Set out exactly every line of the entries below, starting at the line that holds "Using the image provided, detect the support" and stopping after the line that holds "Using the image provided, detect the red soil.".

[Stored data entries]
☆ ☆ ☆ ☆ ☆ ☆ ☆

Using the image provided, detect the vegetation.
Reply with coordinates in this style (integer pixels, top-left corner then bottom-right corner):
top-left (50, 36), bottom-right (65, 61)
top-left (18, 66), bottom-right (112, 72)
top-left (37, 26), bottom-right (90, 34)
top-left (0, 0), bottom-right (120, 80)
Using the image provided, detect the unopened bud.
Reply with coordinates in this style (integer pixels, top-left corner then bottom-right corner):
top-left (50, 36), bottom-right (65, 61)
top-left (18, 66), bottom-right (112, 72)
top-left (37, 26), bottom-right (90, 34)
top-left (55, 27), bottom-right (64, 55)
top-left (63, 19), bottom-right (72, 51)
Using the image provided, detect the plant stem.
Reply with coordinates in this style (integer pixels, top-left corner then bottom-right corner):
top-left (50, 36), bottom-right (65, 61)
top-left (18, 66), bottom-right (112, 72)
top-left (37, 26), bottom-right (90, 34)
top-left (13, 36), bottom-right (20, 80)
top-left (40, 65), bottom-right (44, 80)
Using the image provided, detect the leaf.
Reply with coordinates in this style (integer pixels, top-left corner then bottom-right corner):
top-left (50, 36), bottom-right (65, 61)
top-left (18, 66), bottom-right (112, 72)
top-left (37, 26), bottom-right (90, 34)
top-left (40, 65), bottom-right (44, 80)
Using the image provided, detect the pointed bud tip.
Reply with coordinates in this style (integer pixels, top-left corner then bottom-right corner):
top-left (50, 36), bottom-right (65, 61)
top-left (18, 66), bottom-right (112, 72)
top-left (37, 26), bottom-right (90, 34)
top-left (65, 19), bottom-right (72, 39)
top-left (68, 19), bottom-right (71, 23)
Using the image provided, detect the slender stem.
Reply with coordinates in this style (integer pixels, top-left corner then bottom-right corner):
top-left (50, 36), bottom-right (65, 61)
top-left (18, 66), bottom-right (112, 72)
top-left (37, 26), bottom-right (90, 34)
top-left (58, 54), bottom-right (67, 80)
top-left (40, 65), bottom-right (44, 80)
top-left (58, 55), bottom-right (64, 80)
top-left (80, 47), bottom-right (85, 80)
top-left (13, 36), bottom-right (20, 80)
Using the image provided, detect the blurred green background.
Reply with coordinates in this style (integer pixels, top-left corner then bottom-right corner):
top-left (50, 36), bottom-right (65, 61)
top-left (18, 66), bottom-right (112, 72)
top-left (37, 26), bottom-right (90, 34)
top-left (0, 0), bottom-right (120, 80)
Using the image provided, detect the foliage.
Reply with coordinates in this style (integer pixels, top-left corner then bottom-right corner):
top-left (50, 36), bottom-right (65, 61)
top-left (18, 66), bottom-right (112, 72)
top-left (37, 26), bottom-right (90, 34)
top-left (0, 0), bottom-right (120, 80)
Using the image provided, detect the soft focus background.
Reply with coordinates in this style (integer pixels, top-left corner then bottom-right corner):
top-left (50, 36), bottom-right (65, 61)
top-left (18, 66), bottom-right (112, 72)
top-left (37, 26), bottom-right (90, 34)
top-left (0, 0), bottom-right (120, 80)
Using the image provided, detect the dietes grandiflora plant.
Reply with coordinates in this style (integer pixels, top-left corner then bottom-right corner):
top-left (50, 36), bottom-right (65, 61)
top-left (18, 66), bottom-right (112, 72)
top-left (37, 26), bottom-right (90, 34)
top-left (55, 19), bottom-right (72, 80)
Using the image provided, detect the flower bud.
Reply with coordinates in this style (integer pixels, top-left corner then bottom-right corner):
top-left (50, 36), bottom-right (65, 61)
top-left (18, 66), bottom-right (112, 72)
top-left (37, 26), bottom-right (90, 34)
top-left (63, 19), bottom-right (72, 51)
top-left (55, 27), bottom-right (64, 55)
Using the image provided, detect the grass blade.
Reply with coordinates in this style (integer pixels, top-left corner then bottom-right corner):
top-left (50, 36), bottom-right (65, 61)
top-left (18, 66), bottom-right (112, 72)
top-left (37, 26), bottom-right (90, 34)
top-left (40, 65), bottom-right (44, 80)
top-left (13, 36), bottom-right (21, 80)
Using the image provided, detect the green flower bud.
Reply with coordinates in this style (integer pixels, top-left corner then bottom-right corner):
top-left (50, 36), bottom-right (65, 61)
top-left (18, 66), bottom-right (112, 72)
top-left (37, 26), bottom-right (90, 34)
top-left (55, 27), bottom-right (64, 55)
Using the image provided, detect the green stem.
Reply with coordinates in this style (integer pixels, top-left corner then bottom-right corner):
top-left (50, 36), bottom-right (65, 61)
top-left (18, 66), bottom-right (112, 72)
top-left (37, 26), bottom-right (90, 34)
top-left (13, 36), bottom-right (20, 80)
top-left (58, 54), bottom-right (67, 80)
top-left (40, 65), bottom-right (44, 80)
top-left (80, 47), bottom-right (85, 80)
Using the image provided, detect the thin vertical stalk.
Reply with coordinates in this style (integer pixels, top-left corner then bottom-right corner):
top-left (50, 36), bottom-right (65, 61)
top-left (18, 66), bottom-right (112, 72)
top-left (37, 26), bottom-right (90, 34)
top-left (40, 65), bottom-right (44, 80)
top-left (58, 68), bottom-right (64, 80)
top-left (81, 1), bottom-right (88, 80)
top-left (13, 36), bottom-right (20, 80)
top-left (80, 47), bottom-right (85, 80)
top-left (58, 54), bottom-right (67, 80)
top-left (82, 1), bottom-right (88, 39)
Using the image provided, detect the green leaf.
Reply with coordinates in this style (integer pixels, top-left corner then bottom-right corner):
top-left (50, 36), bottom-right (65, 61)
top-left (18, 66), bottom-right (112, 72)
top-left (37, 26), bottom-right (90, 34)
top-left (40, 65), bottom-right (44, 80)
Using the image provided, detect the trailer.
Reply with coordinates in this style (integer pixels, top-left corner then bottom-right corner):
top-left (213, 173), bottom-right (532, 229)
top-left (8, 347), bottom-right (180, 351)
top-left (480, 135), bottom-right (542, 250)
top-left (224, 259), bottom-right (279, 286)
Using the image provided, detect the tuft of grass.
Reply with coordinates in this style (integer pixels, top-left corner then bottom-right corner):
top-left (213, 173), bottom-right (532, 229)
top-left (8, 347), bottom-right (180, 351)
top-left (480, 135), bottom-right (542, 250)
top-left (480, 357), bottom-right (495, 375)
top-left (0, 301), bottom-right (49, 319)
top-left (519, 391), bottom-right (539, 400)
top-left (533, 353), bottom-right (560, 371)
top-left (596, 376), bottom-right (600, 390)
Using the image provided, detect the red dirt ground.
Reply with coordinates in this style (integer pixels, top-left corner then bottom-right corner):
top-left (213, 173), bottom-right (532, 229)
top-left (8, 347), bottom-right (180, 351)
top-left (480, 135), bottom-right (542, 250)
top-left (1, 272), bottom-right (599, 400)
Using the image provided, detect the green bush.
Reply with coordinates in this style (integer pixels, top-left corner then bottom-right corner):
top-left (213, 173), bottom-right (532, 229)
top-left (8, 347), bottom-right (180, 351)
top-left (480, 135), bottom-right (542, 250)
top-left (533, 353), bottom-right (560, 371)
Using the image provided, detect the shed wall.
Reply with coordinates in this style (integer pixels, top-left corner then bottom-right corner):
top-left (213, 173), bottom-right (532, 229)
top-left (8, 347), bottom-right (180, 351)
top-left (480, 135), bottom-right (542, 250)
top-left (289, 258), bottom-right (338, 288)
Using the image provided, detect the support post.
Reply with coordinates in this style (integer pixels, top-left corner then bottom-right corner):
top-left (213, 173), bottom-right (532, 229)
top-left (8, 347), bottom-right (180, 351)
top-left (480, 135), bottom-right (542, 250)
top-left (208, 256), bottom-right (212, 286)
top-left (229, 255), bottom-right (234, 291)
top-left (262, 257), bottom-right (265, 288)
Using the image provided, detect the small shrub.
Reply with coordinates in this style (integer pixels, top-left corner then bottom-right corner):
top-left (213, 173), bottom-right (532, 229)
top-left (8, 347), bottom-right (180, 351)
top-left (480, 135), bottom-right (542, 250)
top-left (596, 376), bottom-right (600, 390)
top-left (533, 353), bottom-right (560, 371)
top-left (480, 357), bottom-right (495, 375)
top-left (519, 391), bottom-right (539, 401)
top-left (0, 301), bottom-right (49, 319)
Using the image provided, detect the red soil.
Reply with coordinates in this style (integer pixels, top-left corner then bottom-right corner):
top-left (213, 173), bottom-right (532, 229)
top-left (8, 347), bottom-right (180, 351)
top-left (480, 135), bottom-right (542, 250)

☆ ☆ ☆ ☆ ☆ ☆ ☆

**Solution:**
Using the image provided, detect the support post.
Reply with coordinates in this style (integer pixels, top-left corner then bottom-right corner):
top-left (213, 173), bottom-right (532, 229)
top-left (8, 347), bottom-right (180, 351)
top-left (480, 135), bottom-right (542, 250)
top-left (208, 256), bottom-right (212, 286)
top-left (229, 255), bottom-right (234, 291)
top-left (262, 257), bottom-right (265, 288)
Using the image provided, detect the small shrub.
Reply with coordinates in this style (integer pixels, top-left corner then bottom-right corner):
top-left (213, 173), bottom-right (532, 229)
top-left (8, 347), bottom-right (180, 351)
top-left (480, 135), bottom-right (542, 250)
top-left (596, 376), bottom-right (600, 390)
top-left (533, 353), bottom-right (560, 371)
top-left (480, 357), bottom-right (495, 375)
top-left (519, 391), bottom-right (539, 401)
top-left (0, 301), bottom-right (49, 319)
Using the image provided, detect the red soil.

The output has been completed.